▶ **Job**:
Starting with the line that contains "find perched bird" and going on through the end of the rows, write those lines out again, requests included. Scale every point coordinate in the answers by 2.1 and round it to a whole number, with halves going up, but keep the numbers in the requests as they are.

# # #

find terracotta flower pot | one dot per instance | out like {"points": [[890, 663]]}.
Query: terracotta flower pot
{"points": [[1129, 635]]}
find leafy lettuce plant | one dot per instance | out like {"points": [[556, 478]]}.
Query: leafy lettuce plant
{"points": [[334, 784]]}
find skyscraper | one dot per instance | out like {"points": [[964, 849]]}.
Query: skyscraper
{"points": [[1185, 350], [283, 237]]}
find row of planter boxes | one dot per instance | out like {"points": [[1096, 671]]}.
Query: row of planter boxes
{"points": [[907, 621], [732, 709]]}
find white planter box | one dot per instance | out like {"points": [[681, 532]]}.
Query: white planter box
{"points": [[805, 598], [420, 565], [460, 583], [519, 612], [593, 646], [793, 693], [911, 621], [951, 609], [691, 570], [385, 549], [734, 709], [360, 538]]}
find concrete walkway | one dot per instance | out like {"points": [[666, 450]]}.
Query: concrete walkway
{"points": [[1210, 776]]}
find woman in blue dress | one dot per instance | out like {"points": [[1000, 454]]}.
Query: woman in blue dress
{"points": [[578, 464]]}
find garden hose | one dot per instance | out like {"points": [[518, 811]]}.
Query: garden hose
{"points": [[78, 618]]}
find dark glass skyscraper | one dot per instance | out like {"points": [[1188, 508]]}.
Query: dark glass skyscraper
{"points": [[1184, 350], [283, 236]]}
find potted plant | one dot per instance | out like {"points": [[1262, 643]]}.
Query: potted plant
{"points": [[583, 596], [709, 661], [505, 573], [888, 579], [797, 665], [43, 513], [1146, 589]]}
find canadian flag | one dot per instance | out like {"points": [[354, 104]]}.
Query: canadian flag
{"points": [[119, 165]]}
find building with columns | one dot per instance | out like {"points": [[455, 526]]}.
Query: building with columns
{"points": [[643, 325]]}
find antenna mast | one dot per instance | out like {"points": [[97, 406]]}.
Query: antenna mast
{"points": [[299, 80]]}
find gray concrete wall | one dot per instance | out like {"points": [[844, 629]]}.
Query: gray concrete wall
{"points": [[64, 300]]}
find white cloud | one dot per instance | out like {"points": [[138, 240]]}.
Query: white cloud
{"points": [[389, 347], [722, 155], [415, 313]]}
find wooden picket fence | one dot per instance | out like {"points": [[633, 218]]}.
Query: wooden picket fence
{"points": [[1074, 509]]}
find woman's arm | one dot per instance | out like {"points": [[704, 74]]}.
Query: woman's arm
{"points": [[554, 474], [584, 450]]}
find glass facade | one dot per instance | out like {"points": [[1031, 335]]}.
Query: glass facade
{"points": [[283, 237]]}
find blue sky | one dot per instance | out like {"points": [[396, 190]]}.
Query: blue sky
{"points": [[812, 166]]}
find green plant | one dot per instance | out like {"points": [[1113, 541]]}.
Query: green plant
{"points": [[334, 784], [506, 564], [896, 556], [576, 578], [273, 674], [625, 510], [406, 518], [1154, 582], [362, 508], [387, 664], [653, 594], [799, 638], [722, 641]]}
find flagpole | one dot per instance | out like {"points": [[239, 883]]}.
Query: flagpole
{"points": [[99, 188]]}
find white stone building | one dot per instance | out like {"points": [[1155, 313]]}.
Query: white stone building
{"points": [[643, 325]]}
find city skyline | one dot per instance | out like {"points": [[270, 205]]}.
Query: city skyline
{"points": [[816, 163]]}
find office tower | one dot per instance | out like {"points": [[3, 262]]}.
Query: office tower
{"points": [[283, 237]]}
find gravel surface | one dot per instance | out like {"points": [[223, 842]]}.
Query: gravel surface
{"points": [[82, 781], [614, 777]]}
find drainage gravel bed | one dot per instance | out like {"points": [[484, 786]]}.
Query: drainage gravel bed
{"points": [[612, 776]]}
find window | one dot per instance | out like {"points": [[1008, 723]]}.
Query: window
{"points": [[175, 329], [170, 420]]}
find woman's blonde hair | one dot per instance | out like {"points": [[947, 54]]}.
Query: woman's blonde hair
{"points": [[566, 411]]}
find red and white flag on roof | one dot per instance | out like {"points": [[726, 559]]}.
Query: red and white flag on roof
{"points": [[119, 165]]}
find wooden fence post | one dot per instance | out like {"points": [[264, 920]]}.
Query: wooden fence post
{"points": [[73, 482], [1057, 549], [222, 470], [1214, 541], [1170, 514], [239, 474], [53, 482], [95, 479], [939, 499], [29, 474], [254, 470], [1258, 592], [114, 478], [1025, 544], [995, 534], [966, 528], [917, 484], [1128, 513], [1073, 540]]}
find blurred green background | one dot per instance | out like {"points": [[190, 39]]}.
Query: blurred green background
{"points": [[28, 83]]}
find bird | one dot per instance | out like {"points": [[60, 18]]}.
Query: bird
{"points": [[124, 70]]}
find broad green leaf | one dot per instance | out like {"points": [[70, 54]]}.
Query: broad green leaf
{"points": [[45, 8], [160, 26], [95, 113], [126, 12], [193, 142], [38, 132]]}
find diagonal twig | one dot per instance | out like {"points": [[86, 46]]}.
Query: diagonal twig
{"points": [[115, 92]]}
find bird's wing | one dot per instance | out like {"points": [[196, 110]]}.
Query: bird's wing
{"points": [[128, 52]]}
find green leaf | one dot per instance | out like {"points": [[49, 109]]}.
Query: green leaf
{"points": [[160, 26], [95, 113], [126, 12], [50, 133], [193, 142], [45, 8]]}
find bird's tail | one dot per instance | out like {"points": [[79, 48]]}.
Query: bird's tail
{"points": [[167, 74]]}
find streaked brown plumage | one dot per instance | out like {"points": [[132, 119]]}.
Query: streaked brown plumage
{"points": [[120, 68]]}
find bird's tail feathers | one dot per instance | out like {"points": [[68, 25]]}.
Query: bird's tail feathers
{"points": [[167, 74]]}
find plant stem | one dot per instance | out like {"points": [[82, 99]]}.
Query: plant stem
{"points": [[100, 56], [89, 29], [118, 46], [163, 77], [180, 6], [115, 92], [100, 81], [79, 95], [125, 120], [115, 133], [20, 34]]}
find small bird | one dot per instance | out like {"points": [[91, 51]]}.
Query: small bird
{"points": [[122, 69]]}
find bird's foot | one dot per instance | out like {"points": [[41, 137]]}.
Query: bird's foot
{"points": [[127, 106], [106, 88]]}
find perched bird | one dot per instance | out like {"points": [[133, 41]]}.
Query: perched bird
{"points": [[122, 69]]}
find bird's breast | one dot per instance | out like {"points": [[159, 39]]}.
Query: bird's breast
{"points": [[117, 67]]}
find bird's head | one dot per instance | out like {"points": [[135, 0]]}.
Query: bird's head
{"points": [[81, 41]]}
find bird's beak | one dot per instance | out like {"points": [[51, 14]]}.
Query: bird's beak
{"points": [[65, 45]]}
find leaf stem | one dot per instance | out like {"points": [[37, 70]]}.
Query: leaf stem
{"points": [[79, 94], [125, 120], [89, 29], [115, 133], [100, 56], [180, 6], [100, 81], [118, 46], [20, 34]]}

# # #

▶ **Response to this exercise**:
find perched bird | one dot per instance | out like {"points": [[133, 41]]}.
Query: perched bird
{"points": [[256, 145]]}
find bird's breast | one dot per instance | out like {"points": [[159, 39]]}.
Query: bird's breast
{"points": [[246, 141]]}
find bird's head | one dot per instance | out like {"points": [[135, 0]]}.
Query: bird's head
{"points": [[170, 86]]}
find bird's beak | one dot per instance | out like {"points": [[51, 14]]}.
Query: bird's beak
{"points": [[137, 95]]}
find leaf stem | one dot per instance | out like {"points": [[37, 70]]}.
Query: leaf stem
{"points": [[166, 197], [263, 252], [187, 61], [242, 279], [210, 118], [378, 13], [210, 170], [248, 97], [42, 71]]}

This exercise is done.